Leave out the pictures and restate the rest of the data exactly.

[Data extracted from a collection]
---

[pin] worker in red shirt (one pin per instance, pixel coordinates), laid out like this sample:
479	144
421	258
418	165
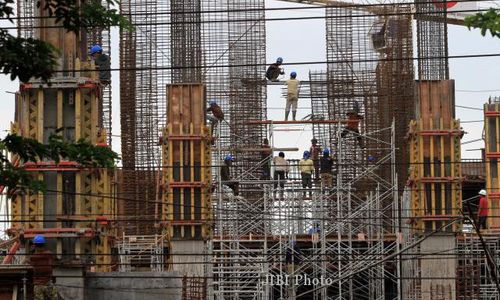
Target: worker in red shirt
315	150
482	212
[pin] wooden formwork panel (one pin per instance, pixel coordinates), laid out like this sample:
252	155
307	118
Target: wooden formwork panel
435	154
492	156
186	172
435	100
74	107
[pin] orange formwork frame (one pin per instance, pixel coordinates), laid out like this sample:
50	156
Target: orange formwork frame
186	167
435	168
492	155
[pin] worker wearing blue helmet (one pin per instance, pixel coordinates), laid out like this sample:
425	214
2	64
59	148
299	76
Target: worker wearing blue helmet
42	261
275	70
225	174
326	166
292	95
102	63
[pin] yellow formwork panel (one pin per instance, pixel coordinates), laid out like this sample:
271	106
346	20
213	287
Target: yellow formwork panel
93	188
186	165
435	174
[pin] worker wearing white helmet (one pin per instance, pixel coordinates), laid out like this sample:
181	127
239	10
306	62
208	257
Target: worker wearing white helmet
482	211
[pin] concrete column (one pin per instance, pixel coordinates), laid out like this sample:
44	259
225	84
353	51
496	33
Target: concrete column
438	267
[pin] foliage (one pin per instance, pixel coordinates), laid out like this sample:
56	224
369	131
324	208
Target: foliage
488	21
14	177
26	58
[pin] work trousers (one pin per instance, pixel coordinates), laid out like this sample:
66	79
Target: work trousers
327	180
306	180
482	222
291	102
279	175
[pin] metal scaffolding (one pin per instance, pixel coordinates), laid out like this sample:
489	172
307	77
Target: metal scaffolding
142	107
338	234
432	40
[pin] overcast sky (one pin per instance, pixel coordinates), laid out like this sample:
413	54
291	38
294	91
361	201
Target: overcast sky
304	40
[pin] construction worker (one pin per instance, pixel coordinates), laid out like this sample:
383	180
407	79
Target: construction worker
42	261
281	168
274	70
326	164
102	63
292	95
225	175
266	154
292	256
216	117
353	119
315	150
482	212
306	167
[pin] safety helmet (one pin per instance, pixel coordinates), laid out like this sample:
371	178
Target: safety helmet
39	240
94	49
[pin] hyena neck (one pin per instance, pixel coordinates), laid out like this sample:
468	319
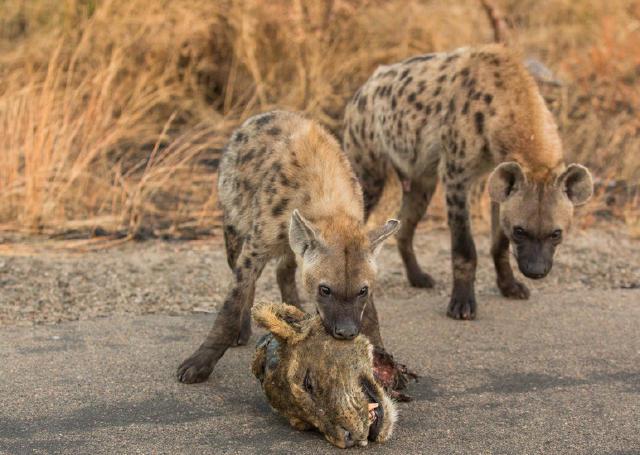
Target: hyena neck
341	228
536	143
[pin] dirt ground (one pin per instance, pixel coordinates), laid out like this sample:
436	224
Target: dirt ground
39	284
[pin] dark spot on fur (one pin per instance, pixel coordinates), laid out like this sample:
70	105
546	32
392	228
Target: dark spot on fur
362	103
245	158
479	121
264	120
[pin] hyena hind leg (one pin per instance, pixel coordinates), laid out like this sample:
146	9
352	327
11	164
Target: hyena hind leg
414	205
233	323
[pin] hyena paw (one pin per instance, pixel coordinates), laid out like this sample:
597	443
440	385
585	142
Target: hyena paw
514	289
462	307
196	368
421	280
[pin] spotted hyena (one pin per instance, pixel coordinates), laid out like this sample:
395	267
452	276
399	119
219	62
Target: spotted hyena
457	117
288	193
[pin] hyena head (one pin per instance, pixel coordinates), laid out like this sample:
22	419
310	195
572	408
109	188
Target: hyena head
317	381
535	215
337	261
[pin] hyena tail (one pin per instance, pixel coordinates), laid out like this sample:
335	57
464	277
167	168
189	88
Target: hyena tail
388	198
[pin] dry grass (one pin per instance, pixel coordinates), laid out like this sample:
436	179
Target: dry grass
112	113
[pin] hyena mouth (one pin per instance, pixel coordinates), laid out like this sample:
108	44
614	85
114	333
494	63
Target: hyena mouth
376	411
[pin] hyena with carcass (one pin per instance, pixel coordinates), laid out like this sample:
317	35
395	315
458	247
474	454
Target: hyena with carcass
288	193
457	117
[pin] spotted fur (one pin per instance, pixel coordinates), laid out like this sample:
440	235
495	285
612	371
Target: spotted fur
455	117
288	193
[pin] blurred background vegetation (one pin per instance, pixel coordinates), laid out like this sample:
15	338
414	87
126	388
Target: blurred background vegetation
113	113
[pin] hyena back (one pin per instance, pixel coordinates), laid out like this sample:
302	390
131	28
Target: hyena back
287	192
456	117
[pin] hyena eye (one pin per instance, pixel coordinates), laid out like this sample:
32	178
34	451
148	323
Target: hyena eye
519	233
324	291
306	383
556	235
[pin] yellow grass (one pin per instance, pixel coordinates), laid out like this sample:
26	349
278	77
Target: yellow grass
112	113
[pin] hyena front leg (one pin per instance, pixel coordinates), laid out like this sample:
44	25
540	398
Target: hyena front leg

---

== Reply to the task ==
[pin] worker in red shirt (one pin per instance, pixel coordinates), laid out like this sample:
479	144
421	258
418	165
Target: worker in red shirt
315	150
482	212
[pin] wooden formwork panel (one pin per instance, pixel coordinates), laid out like this sample:
252	155
307	118
Target: wooden formwork panel
435	154
492	156
186	172
435	100
74	107
[pin] orange formwork frame (one pin per instance, pixel coordinates), laid out like this sample:
50	156
Target: orange formwork frame
186	167
435	168
492	155
[pin] worker wearing blue helmet (one pin per instance, pixel coordinates), laid out like this sample:
425	214
2	64
59	148
299	76
Target: worker wearing blue helmet
42	261
275	70
225	174
326	166
292	95
102	63
[pin] yellow formwork panel (one pin per instance, pixel coordinates), laid out like this sample:
271	106
346	20
213	287
Target: yellow formwork panel
93	188
186	165
435	174
[pin] worker wearing white helmet (one pin per instance, pixel coordinates), laid out like this sample:
181	127
239	10
306	62
208	257
Target: worker wearing white helmet
482	211
[pin] concrete column (one pin per instance, pixel coordinates), laid out like this sample:
44	259
225	84
353	51
496	33
Target: concrete column
438	267
[pin] foliage (one pin per instance, pixel coordinates), laid out like this sample:
56	224
369	131
324	208
Target: foliage
488	21
14	177
26	58
[pin] work trousers (one pin per instance, pixel coordinates), laid out like this sample:
66	79
Target: work trousers
327	180
306	180
482	222
291	102
279	175
[pin] metal scaffolding (one pin per instance, pixel coordinates), laid out like this sample:
489	172
307	77
Target: metal scaffolding
142	107
338	234
432	40
[pin] overcast sky (one pin per instance, pixel coordinates), laid out like this sample:
413	54
291	38
294	91
361	201
Target: overcast sky
304	40
[pin] construction worker (one pin per instance, pixel coordinates), laid out like this sample:
383	180
407	79
Target: construction worker
42	261
281	168
274	70
326	164
102	63
292	95
225	175
266	154
292	256
216	117
353	119
315	150
482	212
306	167
[pin] safety helmet (one pin per instance, pixel coordinates), laid out like this sample:
371	178
Target: safety helmet
39	240
94	49
[pin] hyena neck (one pin per instance, pixel coordinates), laid out like this sample:
468	319
Target: hyena neck
341	228
536	143
[pin] dirt ground (one pin per instance, pixel coordinates), laid out like this sample:
436	224
Target: dirt ground
39	284
[pin] dark spot on fur (one pin per instance, pixel coordinates), laid out like this sample:
70	105
546	32
392	228
Target: dark spot on fur
362	103
245	158
479	121
264	120
[pin] hyena hind leg (one pin per instance, pixel coordinates), laid out like this sample:
146	9
352	327
11	164
Target: hyena hind leg
414	205
233	323
[pin] hyena paw (one pin per instance, pixel coordinates), laid out like this sample:
597	443
440	385
585	142
Target: hyena paw
514	289
462	307
196	368
421	280
[pin] spotted hyena (one pin per instance, pixel coordinates), laid out like this sample:
395	267
452	276
399	119
219	62
Target: spotted hyena
457	117
288	193
[pin] hyena head (one pin per instance, pixel coordinates), laid out like this sample:
22	419
310	195
572	408
109	188
Target: hyena head
317	381
535	215
337	261
[pin] hyena tail (one pin per instance, pixel coordinates), laid out like this sample:
335	57
464	277
167	168
189	88
Target: hyena tail
388	198
[pin] dry grass (one pin per instance, pixel coordinates), laid out like this sample:
436	179
Target: dry grass
112	113
[pin] hyena mouth (one pin per instance, pixel coordinates), laid out like this sample:
108	44
614	85
114	333
494	63
Target: hyena mouth
376	411
[pin] hyena with carcass (one pin per instance, pixel coordinates), laid out like this sample:
317	35
395	315
458	247
474	454
Target: hyena with carcass
288	193
457	117
[pin] spotted fur (one pin per instance, pixel coordinates), laid out like this sample:
440	235
495	285
612	371
Target: spotted fur
455	117
288	193
[pin] blurred background vegetation (one pin per instance, pixel coordinates), laid out like this sample:
15	338
414	87
126	388
Target: blurred background vegetation
113	113
[pin] hyena back (one pin per instance, pixel coordinates), laid out like this sample:
302	390
131	28
Target: hyena back
287	192
456	117
[pin] hyena eye (one pin per instance, pixel coordinates), laid out like this sample:
32	178
34	451
148	323
Target: hyena eye
519	233
324	291
306	383
556	235
[pin] yellow grass (one pin per instance, pixel coordinates), laid out like this sample:
26	349
278	77
Target: yellow grass
112	113
[pin] hyena front leg (one pin per instance, pixel coordinates), laid out like this sample:
44	25
540	398
Target: hyena front leg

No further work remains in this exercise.